━━━ Testo in esame

La trama segue il percorso di Noodles(interpretato da Robert De Niro) e i suoi amici dall’infanzia fino alla maturità, mostrando le loro sfide, i successi e i conflitti. Il film esplora temi complessi come l’amicizia, il tradimento, la redenzione e l’amore.

La narrazione non è lineare, utilizza flashback e salti temporali per svelare progressivamente i retroscena dei personaggi e delle loro azioni.

Finale del film spiegato

Il film culmina in un finale commovente e riflessivo che porta lo spettatore a riflettere sul significato della vita e sulle conseguenze delle proprie scelte. Facciamo un piccolo passo indietro e torniamo al momento in cui

Nel 1968, Noodles riceve un invito a un’elegante festa presso la sontuosa residenza del senatore Bailey a Long Island. Prima di recarsi alla festa, decide di fare visita a Carol, una vecchia amica, ora ospite in una casa di riposo. Qui, Carol gli rivela dei legami stretti tra Deborah e il politico, sottolineando la sua brillante carriera teatrale. Deciso a scoprire di più, Noodles si reca a Broadway per incontrare Deborah nel suo camerino. Qui, Deborah, visibilmente scossa, gli rivela i dettagli intricati della vita di Bailey, un uomo di umili origini diventato potente finanziere e politico. L’arrivo inaspettato di David, il figlio del senatore, che assomiglia in modo sorprendente a Max, svela a Noodles la vera identità di Bailey: il suo vecchio amico, creduto morto nel 1933.

━━━━━━
━━━ Elenco dei dati

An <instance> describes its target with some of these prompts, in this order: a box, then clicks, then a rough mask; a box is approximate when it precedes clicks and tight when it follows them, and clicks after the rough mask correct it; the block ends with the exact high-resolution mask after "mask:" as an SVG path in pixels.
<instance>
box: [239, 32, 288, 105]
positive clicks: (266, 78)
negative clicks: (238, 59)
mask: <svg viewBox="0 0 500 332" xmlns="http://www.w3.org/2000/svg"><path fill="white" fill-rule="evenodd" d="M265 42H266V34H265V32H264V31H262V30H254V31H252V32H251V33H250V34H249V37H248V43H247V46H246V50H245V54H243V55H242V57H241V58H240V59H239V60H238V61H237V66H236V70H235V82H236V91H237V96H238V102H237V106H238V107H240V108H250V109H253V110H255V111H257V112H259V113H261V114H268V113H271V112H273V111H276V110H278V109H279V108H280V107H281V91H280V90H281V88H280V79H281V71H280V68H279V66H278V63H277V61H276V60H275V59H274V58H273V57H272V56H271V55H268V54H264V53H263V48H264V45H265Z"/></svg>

━━━━━━

Riproduci integralmente il testo sulla trama e sul finale del film con Noodles, senza alcuna modifica. L'elenco costituisce materiale separato dal testo.

La trama segue il percorso di Noodles(interpretato da Robert De Niro) e i suoi amici dall’infanzia fino alla maturità, mostrando le loro sfide, i successi e i conflitti. Il film esplora temi complessi come l’amicizia, il tradimento, la redenzione e l’amore.

La narrazione non è lineare, utilizza flashback e salti temporali per svelare progressivamente i retroscena dei personaggi e delle loro azioni.

Finale del film spiegato

Il film culmina in un finale commovente e riflessivo che porta lo spettatore a riflettere sul significato della vita e sulle conseguenze delle proprie scelte. Facciamo un piccolo passo indietro e torniamo al momento in cui

Nel 1968, Noodles riceve un invito a un’elegante festa presso la sontuosa residenza del senatore Bailey a Long Island. Prima di recarsi alla festa, decide di fare visita a Carol, una vecchia amica, ora ospite in una casa di riposo. Qui, Carol gli rivela dei legami stretti tra Deborah e il politico, sottolineando la sua brillante carriera teatrale. Deciso a scoprire di più, Noodles si reca a Broadway per incontrare Deborah nel suo camerino. Qui, Deborah, visibilmente scossa, gli rivela i dettagli intricati della vita di Bailey, un uomo di umili origini diventato potente finanziere e politico. L’arrivo inaspettato di David, il figlio del senatore, che assomiglia in modo sorprendente a Max, svela a Noodles la vera identità di Bailey: il suo vecchio amico, creduto morto nel 1933.